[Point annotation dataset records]

_ _ _ _

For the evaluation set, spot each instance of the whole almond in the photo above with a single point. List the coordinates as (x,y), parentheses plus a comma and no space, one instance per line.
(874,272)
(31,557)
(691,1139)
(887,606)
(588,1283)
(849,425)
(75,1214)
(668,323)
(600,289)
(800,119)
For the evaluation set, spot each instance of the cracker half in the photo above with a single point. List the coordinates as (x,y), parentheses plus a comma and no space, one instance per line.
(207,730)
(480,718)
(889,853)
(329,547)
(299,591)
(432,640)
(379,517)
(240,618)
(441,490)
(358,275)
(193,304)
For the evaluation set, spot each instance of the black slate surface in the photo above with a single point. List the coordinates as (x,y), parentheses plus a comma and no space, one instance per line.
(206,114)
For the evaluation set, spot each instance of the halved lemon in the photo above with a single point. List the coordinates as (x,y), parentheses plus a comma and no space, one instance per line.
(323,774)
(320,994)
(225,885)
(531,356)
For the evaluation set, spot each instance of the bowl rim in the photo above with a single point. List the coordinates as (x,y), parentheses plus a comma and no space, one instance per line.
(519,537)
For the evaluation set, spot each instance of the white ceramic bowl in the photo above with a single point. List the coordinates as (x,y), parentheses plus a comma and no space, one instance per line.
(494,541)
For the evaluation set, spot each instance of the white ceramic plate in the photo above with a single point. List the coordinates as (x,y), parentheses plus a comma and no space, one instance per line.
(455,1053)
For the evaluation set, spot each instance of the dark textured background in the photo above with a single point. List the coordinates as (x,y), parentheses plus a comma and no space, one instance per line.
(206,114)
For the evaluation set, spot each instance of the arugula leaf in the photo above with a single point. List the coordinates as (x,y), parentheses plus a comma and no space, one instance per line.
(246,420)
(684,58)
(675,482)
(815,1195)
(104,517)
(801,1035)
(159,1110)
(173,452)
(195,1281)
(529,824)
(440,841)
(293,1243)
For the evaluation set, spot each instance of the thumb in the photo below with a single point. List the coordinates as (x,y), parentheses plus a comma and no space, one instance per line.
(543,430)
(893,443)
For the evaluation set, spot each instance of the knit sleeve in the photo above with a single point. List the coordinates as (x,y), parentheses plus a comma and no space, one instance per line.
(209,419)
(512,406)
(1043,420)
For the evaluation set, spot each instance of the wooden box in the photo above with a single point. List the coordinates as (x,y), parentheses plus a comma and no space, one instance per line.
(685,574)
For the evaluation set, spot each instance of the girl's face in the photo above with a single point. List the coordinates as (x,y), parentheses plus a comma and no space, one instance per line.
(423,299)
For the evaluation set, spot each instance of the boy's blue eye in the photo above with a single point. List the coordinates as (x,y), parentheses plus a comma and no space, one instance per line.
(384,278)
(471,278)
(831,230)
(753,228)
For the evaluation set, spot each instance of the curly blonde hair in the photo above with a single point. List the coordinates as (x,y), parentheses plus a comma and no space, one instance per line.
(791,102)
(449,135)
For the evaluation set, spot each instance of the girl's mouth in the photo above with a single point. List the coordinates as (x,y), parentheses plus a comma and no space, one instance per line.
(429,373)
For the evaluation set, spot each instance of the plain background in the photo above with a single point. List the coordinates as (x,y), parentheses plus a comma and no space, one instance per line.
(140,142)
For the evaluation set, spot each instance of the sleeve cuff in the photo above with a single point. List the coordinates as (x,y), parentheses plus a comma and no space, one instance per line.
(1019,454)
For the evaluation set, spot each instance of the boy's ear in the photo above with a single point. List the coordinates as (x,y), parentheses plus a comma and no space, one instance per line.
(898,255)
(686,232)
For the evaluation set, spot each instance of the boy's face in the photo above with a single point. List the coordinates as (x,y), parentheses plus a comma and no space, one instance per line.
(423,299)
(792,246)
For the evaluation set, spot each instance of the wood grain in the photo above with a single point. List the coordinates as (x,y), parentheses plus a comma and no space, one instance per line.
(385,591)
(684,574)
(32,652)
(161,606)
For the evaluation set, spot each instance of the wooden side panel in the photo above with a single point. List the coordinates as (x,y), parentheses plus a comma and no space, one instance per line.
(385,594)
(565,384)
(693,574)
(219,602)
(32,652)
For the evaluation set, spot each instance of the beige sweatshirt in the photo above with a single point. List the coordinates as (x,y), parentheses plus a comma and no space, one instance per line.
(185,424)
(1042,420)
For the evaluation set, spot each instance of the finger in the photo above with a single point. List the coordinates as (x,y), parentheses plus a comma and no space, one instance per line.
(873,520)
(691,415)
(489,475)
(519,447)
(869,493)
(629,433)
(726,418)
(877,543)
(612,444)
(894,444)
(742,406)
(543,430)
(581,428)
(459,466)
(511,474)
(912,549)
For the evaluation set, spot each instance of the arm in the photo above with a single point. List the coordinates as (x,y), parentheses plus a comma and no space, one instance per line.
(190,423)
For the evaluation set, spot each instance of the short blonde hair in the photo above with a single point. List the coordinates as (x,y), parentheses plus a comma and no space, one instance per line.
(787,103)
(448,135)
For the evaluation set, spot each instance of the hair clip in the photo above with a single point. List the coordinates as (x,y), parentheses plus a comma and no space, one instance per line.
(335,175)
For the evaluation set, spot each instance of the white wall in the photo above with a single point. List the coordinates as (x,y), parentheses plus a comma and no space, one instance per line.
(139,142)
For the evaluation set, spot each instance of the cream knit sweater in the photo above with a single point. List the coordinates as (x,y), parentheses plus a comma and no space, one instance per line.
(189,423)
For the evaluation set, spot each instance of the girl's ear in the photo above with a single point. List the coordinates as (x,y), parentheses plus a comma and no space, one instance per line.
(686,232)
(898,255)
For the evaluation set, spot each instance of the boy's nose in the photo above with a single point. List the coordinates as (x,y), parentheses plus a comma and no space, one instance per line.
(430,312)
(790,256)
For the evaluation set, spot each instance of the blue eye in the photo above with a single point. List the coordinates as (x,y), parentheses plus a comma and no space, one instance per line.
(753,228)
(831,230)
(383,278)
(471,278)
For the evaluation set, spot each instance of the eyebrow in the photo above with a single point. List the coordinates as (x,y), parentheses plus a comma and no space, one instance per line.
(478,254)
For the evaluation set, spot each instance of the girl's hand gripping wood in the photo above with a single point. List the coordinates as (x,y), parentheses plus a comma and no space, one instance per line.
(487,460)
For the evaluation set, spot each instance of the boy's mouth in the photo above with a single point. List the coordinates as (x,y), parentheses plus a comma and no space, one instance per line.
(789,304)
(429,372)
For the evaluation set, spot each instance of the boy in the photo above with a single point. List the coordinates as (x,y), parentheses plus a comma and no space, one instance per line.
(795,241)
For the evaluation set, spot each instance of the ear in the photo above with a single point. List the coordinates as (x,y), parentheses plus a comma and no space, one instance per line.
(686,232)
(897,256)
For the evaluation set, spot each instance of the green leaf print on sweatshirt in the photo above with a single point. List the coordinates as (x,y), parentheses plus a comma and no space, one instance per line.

_ _ _ _

**Exercise goal**
Copy the records above exactly.

**Solution to the problem**
For the evaluation set, spot each instance of the whole almond in the photo above with a single point. List the coordinates as (x,y), parentheses plus a comma and no space, one instance per line.
(874,272)
(31,557)
(691,1139)
(887,606)
(588,1283)
(849,425)
(75,1214)
(668,323)
(600,289)
(800,119)
For the evaluation set, spot each instance of the cracker half in the photo above with a single point. List the coordinates as (x,y), parentheses plus a comma and no space, one instance per line.
(207,730)
(480,718)
(889,853)
(329,547)
(299,591)
(432,640)
(379,517)
(240,618)
(441,490)
(358,275)
(193,304)
For the evaluation set, spot each instance of the black slate surface in the photo above with a single point. List the coordinates as (x,y), parentheses plus a comma and no space, one instance per line.
(206,114)
For the evaluation set, spot each instance of the halved lemon in the photo above with a single point. List the coordinates as (x,y), parentheses plus a comma and no space, one instance per line.
(323,774)
(320,994)
(225,885)
(531,356)
For the evaluation set, spot each instance of the bowl rim in the photo above with a single point. List the coordinates as (x,y), parentheses plus a comma and no space, one instance per line.
(519,537)
For the evaluation set, spot each instance of the white ceramic bowl in the photo above with a single point. List the coordinates as (x,y), parentheses plus a comma and no space, one instance per line.
(494,541)
For the evaluation set, spot each instance of the white ceramic plate in the photo above with a single point. List the coordinates as (x,y), parentheses plus a comma and no space, one instance per line.
(455,1053)
For the evaluation set, spot each instance of the dark textured background in the photo above with a single point. List the coordinates as (x,y), parentheses plus a comma and no space, one instance per line.
(206,114)
For the evaluation set, spot each instance of the arugula leaf in the photo above with a single point. List the coordinates as (x,y), parentheses plus a comma and no space, one instance per line.
(246,420)
(684,58)
(675,482)
(815,1195)
(104,517)
(801,1035)
(159,1110)
(173,452)
(195,1281)
(529,824)
(440,841)
(293,1243)
For the evaluation set, spot each instance of the thumb in the photo below with a single point. List the coordinates as (x,y), parentheses plus a comma and no space, one instance per line.
(543,430)
(893,443)
For the evaluation set, spot each instance of the knit sleeve in the photo above with a single point. List the coordinates as (x,y), parentheses plus a comma and no space, one instance per line.
(209,419)
(512,406)
(1043,420)
For the evaluation set, spot each instance of the wooden box in the photo above with a single point. List the coordinates as (x,y), parentheses plus a comma and no space, one instance per line.
(685,574)
For the evaluation set, spot each instance of the girl's face in the photo above with a single point. List the coordinates as (x,y), parentheses plus a comma and no space, one instance per line.
(423,299)
For the evaluation set, spot each instance of the boy's blue eye in the photo above with a single point. List the coordinates as (x,y), parentheses plus a comma and no space, one instance per line.
(384,278)
(471,278)
(831,230)
(753,228)
For the evaluation set, spot each instance of the curly blonde hair in the photo above with a single point. List the coordinates as (x,y), parentheses plus a comma and no space, one instance per line.
(791,102)
(449,135)
For the evaluation set, spot each instance of the girl's mouth in the photo above with a single point. List the coordinates as (x,y), parentheses plus a comma and no space, one instance per line.
(429,373)
For the evaluation set, spot each instance of the plain background in the photo above with a single point. List the coordinates as (x,y), parentheses plus a comma and no space, one instance per line.
(140,142)
For the evaluation set, spot each instance of the sleeve cuff in the photo above with a single point. List the coordinates as (x,y), parentheses plus a comma and no space, one instance per line.
(1019,454)
For the evaluation set, spot each instance of the boy's ear in the photo above with a single point. List the coordinates as (x,y), parentheses plus a comma and no space, one instance per line.
(898,255)
(686,232)
For the evaluation set, spot each instance of the boy's face in the photo above with a single point. List the coordinates as (x,y), parentheses plus a comma and no space, one instance per line.
(423,299)
(792,246)
For the evaluation set, spot each instance of the wood grain in the photo above with a single point. List the coordinates as (x,y), parentheses plus a comma and no space, one instance per line.
(385,591)
(684,574)
(32,652)
(161,606)
For the evaluation set, spot each instance of the wooden side panel in the photo above with a single point. List the coordinates as (x,y), parentheses plus a comma and no space, one instance per line.
(385,594)
(565,384)
(693,574)
(219,602)
(32,652)
For the evaluation set, spot each instance of the beige sweatshirt in the photo above with a single point. List the coordinates as (x,y), parentheses plus a comma and no space, one instance per line.
(185,424)
(1042,420)
For the evaluation set, spot each instance of the finger in the photo above with a single point. List the coordinates as (x,y), parentheses plus a comma and no space, one instance per line.
(873,520)
(691,415)
(489,475)
(519,447)
(869,493)
(629,433)
(726,418)
(877,543)
(612,444)
(894,444)
(742,406)
(543,430)
(581,428)
(459,466)
(511,474)
(912,549)
For the evaluation set, spot each instance of the arm in the photo above with a single point. List the coordinates as (x,y), parentheses plus a comma and no space, one instance per line.
(190,423)
For the evaluation set, spot each instance of the short blonde hair in the photo above with a single point. List the coordinates as (x,y), parentheses plus a comma and no space, one instance per line.
(787,103)
(448,135)
For the evaluation set, spot each instance of the hair clip in the photo above with a single point. List the coordinates as (x,y), parentheses plus a comma and no space, one instance per line.
(335,175)
For the evaluation set, spot each instance of the white wall in the photo above with a single point. List the coordinates as (x,y), parentheses plus a comma and no space, one instance per line.
(139,142)
For the evaluation set, spot each instance of the cream knit sweater in the photo above with a single point. List the coordinates as (x,y), parentheses plus a comma and no space, one instance per line.
(189,423)
For the evaluation set, spot each instance of the girl's ear in the photo above with a single point. List the coordinates as (x,y), parentheses plus a comma and no space, one instance per line.
(686,232)
(898,255)
For the evaluation set, spot each instance of the boy's nose in the photo above with a single point. List the coordinates as (x,y), parentheses plus a comma and no space, one instance per line.
(430,312)
(790,256)
For the evaluation set, spot each instance of the blue eye in the photo above with a single point. List the coordinates as (x,y), parentheses plus a comma and no space, one instance per line.
(753,228)
(831,230)
(383,278)
(471,278)
For the evaluation set, spot each instance of the eyebrow in the photo above with a single point. List the coordinates as (x,y), parentheses plus a comma and no space, one instance per line.
(478,254)
For the evaluation set, spot each instance of the girl's hand gripping wood in the photo above with a single point. List the coordinates as (x,y), parentheses plus a comma and no space, one instance per line.
(487,460)
For the evaluation set, spot each instance of the boy's mouth in the photo above with a single point. List the coordinates as (x,y), parentheses plus a comma and no space, one instance per line.
(789,304)
(429,372)
For the evaluation set, spot each instance of the boy in the photo above with a single point. List the coordinates as (x,y), parentheses plus a comma and no space, one instance per line.
(795,241)
For the evaluation set, spot each instance of the ear in the photo above with a single point. List the coordinates as (x,y), parentheses plus a comma and no space, one instance per line.
(686,232)
(897,256)
For the evaluation set, spot each instance of the green leaf print on sweatshirt in the photo above with a single point. List the coordinates as (x,y), parentheses plus a comma and no space, one instance per line.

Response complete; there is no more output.